*Requirement:* Show each line of the listing below that contains the word "black", copying those lines in full.

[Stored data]
+++++

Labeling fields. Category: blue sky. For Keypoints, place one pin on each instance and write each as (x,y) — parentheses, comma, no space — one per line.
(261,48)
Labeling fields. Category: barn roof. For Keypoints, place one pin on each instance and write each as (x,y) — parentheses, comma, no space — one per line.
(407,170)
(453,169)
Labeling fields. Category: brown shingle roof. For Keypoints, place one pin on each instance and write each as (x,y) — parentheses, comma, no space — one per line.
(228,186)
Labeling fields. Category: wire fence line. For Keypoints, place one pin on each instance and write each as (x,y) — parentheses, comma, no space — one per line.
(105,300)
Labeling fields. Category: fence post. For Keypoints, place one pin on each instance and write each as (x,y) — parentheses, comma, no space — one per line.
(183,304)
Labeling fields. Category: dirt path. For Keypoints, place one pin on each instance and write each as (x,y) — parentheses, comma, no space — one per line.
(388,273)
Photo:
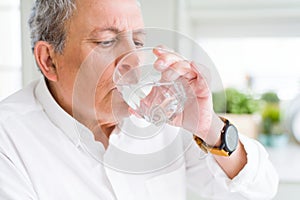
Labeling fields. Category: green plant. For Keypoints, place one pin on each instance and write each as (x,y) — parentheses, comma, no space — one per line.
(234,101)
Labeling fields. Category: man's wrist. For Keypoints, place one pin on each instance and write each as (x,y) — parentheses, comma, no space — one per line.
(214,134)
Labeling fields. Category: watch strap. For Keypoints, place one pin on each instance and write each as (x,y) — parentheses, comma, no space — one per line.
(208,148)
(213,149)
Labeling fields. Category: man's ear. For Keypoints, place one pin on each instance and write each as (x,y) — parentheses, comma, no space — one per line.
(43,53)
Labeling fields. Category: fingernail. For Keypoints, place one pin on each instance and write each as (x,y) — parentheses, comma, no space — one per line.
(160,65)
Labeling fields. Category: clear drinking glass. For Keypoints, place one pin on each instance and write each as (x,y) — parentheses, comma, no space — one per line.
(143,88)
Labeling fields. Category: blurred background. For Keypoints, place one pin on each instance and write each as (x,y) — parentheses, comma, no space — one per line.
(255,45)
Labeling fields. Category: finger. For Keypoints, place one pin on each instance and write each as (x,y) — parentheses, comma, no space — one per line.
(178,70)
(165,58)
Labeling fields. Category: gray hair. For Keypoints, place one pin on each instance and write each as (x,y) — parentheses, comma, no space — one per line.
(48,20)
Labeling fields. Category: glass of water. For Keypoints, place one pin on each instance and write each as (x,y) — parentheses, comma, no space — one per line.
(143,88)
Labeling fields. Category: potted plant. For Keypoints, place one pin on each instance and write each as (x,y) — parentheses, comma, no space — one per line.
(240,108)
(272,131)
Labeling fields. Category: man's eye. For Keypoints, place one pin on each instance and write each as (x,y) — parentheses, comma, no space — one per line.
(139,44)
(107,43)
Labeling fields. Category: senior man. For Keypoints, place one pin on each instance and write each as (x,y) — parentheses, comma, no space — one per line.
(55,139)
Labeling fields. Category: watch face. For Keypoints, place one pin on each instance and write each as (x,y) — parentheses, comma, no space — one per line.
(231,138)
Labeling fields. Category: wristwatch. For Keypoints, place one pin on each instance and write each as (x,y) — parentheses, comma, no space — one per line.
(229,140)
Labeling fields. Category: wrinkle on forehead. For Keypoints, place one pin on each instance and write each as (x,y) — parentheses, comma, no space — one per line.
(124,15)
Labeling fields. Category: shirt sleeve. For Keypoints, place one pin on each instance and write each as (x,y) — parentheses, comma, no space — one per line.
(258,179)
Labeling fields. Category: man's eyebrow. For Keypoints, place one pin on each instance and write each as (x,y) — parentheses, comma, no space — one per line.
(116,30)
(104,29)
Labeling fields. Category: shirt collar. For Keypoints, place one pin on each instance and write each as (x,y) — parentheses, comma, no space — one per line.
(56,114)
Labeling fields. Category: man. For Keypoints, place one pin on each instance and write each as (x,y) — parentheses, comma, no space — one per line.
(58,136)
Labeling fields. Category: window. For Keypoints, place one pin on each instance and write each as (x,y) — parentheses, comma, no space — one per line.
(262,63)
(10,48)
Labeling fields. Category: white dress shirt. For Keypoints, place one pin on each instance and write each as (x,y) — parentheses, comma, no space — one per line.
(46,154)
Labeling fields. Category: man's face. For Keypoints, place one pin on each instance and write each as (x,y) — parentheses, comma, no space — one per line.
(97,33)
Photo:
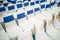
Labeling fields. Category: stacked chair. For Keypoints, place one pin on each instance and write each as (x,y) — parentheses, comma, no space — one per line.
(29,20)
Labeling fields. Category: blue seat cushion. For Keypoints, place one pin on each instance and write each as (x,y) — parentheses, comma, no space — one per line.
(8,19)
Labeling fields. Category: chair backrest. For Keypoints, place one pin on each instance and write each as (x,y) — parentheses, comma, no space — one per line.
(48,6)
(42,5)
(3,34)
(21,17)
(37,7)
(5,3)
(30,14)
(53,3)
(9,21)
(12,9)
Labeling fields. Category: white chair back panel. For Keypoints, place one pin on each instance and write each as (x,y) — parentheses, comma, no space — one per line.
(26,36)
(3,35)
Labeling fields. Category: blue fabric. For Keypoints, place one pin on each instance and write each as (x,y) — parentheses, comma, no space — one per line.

+++++

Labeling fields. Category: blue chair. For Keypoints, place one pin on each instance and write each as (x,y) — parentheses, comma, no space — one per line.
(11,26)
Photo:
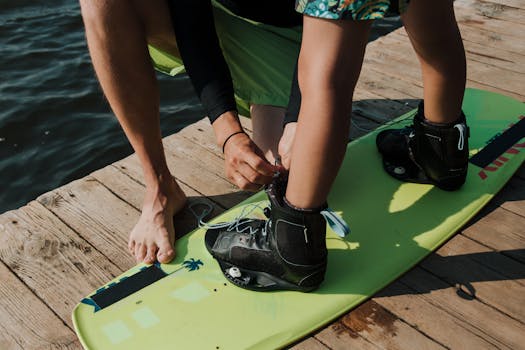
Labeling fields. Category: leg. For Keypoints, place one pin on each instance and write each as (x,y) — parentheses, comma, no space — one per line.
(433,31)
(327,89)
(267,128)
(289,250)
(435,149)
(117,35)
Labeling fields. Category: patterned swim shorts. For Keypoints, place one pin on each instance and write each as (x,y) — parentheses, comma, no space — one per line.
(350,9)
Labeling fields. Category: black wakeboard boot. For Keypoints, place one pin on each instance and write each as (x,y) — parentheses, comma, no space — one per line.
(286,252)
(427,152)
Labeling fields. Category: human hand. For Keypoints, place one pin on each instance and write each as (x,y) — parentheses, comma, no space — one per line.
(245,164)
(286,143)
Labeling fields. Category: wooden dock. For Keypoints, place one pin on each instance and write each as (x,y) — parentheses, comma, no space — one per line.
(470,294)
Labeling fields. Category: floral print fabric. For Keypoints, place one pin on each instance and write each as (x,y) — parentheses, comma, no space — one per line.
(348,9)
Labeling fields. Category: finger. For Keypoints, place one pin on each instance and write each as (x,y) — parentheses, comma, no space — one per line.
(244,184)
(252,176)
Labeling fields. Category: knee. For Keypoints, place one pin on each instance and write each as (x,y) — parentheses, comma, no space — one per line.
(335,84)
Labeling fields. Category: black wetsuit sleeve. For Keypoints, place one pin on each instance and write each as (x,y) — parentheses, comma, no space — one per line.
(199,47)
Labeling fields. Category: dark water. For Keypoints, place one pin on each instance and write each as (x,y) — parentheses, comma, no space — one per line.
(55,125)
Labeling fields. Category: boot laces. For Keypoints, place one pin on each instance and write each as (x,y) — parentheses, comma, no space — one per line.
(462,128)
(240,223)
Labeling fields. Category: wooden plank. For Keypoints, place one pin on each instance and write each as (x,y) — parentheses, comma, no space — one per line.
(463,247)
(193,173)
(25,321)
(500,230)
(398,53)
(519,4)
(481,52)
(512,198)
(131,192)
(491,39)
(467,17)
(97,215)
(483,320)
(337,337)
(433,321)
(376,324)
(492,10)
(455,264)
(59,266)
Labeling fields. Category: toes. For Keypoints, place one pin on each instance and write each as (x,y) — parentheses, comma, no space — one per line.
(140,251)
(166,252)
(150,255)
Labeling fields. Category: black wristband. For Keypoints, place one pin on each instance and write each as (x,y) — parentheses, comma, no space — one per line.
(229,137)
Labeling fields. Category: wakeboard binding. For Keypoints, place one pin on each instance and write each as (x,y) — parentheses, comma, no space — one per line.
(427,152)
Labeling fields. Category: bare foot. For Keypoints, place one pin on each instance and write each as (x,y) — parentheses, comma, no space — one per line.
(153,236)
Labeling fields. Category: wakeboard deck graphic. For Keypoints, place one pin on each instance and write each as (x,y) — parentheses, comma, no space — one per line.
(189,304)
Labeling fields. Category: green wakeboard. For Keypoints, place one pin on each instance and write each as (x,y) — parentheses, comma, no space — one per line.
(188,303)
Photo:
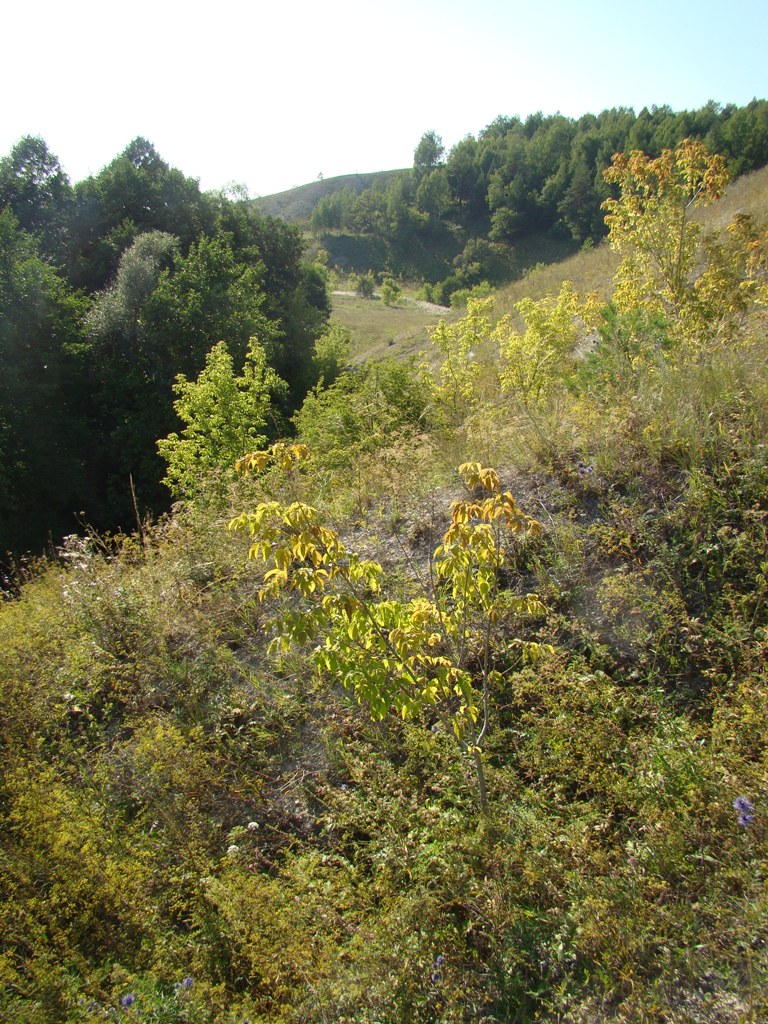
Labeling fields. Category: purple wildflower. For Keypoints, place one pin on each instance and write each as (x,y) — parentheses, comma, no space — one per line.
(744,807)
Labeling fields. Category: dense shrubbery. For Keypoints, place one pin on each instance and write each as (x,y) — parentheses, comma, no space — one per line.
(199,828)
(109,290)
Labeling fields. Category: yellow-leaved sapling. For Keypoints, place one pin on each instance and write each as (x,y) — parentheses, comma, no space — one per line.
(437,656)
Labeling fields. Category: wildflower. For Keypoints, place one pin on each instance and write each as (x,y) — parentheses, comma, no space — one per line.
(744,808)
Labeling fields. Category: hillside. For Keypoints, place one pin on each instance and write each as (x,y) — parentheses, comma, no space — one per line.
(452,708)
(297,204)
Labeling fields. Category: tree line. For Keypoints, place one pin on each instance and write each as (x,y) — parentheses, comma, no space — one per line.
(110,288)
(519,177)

+++++

*Reply:*
Labeling fields. Category: black wakeboard boot. For Keypoints, place one pin on each instance and write each as (x,y) — parentheses, comma, no space — one per line.
Labeling fields. Category: black wetsuit sleeve. For Keypoints, place one pin on each instance and write each as (x,y) — parentheses, comma, no space — one per line.
Labeling fields. Category: black wristband. For Keypoints, place one pin on each instance and write each as (x,y) — parentheses, comma, no space — one per line.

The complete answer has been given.